Allah Rasulü ﷺ bir mecliste ashabı ile beraber otururken bir kişiyi akrep sokar. Ashaptan biri: “Onu okuyarak tedavi edeyim mi Ey Allah’ın Rasulü?” diye sorunca Hz. Peygamber ﷺ şöyle buyurur: “Kardeşine bir iyilik yapmaya gücü yeten onu yapsın.”[16] Bazı fakihler, başkası adına istihare yapmanın da kardeşine bir iyilik yapmak olduğunu ve hadisin manasına dahil olduğunu söylemiştir. Buna göre başkası adına istihare yapmak da caizdir.[17]
İSTİHAREDEN ÖNCE İSTİŞARE
Herhangi bir işe başlayacak olan kimse istihare yapmadan önce tecrübesine, samimiyetine ve takvasına güvendiği kimselerle istişare etmelidir. Nitekim Allah ﷻ Hz. Peygamber’e ﷺ hitaben, “Bir hususta karar alırken onlara danış, karar verince de Allah’a güven!” buyurarak istişarenin önemine dikkat çekmiştir. İstişare yaptıktan sonra işin hayırlı olacağı kanaatinin oluşmasından sonra istihare yapılır.[18]
NETİCE
Müslüman, bir işe başlayacağı zaman önce takvasına, tecrübesine ve samimiyetine güvendiği kişilerle istişare etmeli, daha sonra istihare yapmalıdır. Kişinin Rabbine tevekkülünün ve onun verdiği hükme gösterdiği rızanın bir tezahürü olan istiharenin sünnet olduğu hususunda ihtilaf yoktur. Ancak geçmişten günümüze kadar gelen bazı uygulama şekilleri hakkında ihtilaflar ortaya çıkmıştır. Hadislerde sarahaten beyan edilen istiharenin yanında rüya ile yapılan istihare de reddedilmemelidir.
[1] Ali İmran, 3/159.

* [Görev yönergesi]
Yukarıdaki istihare konulu metni kaldığı yerden devam ettirin.

* [Sağlanan veriler]
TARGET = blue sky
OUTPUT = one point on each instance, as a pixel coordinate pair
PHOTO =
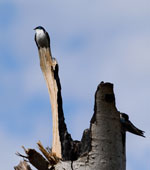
(93, 41)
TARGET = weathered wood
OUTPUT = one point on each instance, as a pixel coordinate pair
(48, 65)
(108, 151)
(22, 166)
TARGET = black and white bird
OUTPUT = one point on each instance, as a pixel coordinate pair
(128, 126)
(41, 38)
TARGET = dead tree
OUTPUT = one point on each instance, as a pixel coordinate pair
(102, 146)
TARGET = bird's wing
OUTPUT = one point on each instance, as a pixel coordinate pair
(48, 39)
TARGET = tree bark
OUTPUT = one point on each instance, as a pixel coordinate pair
(102, 146)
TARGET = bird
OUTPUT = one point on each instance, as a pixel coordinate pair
(128, 126)
(41, 38)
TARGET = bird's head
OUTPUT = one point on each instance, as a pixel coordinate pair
(39, 29)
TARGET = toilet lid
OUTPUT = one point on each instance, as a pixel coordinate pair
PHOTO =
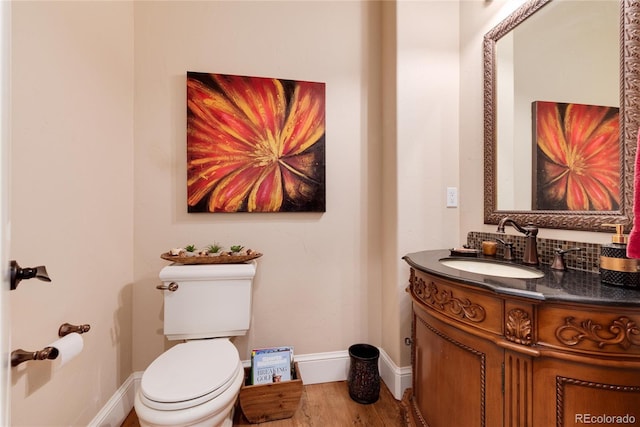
(190, 371)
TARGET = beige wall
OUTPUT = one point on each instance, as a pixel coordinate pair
(71, 202)
(318, 285)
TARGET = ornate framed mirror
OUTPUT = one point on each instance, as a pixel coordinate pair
(626, 76)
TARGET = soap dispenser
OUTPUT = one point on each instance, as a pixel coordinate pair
(615, 268)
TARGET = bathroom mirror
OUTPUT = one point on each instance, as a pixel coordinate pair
(508, 124)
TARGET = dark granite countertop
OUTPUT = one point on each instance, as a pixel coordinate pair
(573, 286)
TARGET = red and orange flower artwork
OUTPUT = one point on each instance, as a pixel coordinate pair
(577, 157)
(255, 144)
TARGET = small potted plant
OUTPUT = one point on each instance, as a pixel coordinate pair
(214, 250)
(190, 250)
(235, 249)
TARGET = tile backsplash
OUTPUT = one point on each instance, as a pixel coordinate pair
(588, 259)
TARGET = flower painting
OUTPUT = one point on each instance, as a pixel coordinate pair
(255, 144)
(577, 160)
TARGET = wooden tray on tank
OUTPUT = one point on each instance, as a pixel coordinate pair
(220, 259)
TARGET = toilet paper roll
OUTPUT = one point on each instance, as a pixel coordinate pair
(68, 347)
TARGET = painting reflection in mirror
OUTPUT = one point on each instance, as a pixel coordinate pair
(577, 157)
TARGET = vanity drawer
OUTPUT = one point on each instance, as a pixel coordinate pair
(457, 302)
(590, 330)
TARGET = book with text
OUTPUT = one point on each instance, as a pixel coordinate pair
(269, 365)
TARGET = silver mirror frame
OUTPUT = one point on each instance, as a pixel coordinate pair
(629, 123)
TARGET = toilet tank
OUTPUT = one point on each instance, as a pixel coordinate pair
(212, 300)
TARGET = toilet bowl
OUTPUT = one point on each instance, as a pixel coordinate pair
(194, 383)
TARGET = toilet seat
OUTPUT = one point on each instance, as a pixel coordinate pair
(190, 374)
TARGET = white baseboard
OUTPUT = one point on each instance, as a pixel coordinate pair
(118, 407)
(315, 368)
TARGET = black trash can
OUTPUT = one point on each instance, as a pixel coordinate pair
(364, 379)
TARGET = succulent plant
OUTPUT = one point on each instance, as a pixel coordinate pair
(214, 249)
(236, 248)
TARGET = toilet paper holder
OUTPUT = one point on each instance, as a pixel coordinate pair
(48, 353)
(68, 328)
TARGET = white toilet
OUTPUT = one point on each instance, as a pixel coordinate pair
(196, 383)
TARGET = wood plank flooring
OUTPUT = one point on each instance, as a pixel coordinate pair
(328, 405)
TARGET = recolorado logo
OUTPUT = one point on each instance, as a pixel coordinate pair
(605, 419)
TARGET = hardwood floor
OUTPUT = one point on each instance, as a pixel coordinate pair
(328, 405)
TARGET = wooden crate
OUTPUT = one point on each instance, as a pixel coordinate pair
(268, 402)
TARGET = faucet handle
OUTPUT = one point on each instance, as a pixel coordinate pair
(508, 250)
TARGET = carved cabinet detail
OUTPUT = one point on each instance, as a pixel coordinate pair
(482, 358)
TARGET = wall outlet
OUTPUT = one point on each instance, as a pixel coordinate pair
(452, 197)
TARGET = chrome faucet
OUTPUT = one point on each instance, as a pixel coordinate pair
(530, 232)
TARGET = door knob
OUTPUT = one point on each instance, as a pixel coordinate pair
(18, 273)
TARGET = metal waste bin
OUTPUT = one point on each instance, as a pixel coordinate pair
(364, 379)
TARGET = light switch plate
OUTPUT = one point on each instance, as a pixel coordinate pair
(452, 197)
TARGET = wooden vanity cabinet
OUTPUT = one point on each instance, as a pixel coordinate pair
(485, 359)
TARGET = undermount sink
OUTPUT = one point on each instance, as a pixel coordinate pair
(492, 268)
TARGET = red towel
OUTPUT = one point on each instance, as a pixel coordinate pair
(633, 244)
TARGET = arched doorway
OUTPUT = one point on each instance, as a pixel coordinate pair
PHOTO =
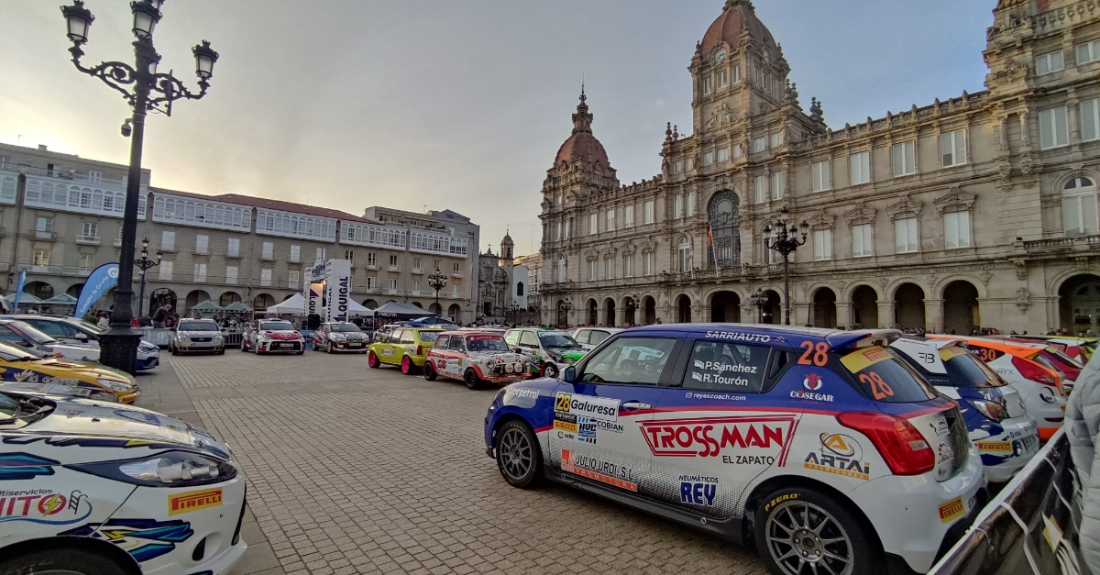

* [Görev cevabı]
[2] “Allah ona hayırlı olanı verdi” manasındaki “خار الله له/Hârallâhu leh” ifadesindeki خار fiilinin ismi yahut الخير/el-Hayr veya الخِيَرة/el-Hiyeratu kelimelerinin استفعال/istif’âl babından masdarıdır. Sözlükte “Hayırlı olanı talep etmek” anlamına gelen الاستخارة/İstihâre kelimesi terim olarak: “Bir iş veya davranışta Allah katında hayırlı olanı kılınan nafile bir namaz ve dua ile talep etme” manasında kullanılır. (Bkz. Ebu’l-Fadl Cemaluddîn Muhammed b. Mükrem İbn Manzûr, Lisânu’l-Arab (Beyrut: Dâru Sâdır, ts.), 4/266-267; el-Mübârekfûrî Ebu’l-Huseyn Ubeydillâh, Mir’âtu’l-Mefâtîh Şerhu Mişkâti’l-Mesâbîh (Riyâd: Medâru’l-Kabes li’n-Neşri ve’t-Tevzî’, 2017), 5/387.)
[3] Buhâri, Teheccüd, 25 (Hadis No: 1162); Ebû Dâvûd, Tefrî’u Ebvâbi’l-Vitr, 31 (Hadis No: 1538); Tirmizi, Vitr, 18 (Hadis No: 480); Nesâî, Nikâh, 27 (Hadis No: 3255); İbn Mâce, İkâmetu’s-Salât, 188 (Hadis No: 1383).
[4] Heyet, “el-İstihâre”, el-Mevsûatu’l-Kuveytiyye (Kuveyt: Vizâratu’l-Evkâf ve’ş-Şuûni’l-İslâmiyye, 2008), 3/242.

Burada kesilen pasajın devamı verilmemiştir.